Copy exactly the last part of the entries, starting from the line with "Field-scouting request: tag every instance of the bird's wing" and including the final line.

━━ TASK MATERIAL

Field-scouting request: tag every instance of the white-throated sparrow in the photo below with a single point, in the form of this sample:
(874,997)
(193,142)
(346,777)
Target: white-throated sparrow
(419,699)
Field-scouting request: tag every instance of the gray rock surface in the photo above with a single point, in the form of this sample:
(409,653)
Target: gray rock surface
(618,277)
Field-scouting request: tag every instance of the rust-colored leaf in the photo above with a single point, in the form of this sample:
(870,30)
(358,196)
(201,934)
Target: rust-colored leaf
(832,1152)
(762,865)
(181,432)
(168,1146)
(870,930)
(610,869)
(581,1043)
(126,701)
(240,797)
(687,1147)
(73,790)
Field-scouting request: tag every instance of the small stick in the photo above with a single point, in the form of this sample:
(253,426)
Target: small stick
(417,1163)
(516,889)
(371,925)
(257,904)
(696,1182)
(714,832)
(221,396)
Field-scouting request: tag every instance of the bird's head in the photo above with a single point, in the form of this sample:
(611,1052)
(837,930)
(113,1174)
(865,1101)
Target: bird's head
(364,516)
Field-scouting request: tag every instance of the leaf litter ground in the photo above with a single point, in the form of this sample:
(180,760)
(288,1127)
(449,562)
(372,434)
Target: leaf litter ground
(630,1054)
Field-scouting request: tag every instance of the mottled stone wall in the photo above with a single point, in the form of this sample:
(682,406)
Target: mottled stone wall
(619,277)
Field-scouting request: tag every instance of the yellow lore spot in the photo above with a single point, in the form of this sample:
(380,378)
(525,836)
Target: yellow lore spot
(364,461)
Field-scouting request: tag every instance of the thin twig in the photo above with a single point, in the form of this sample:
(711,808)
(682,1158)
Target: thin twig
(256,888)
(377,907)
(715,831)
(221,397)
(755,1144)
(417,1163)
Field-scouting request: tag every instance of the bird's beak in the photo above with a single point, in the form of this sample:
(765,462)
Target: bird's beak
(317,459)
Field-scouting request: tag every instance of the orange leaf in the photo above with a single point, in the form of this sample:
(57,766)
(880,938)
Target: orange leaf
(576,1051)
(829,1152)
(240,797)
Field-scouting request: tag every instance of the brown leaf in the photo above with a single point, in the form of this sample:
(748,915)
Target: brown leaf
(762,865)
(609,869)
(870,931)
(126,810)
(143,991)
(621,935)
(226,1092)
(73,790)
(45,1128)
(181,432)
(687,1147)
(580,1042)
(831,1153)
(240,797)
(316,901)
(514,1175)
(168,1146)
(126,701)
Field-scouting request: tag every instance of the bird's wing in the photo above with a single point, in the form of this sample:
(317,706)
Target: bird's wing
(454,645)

━━━━

**SOLUTION TO THE PROBLEM**:
Field-scouting request: tag every instance of the bird's wing in the photo above with a single point, in the form of this sample:
(317,706)
Target: bird's wing
(454,645)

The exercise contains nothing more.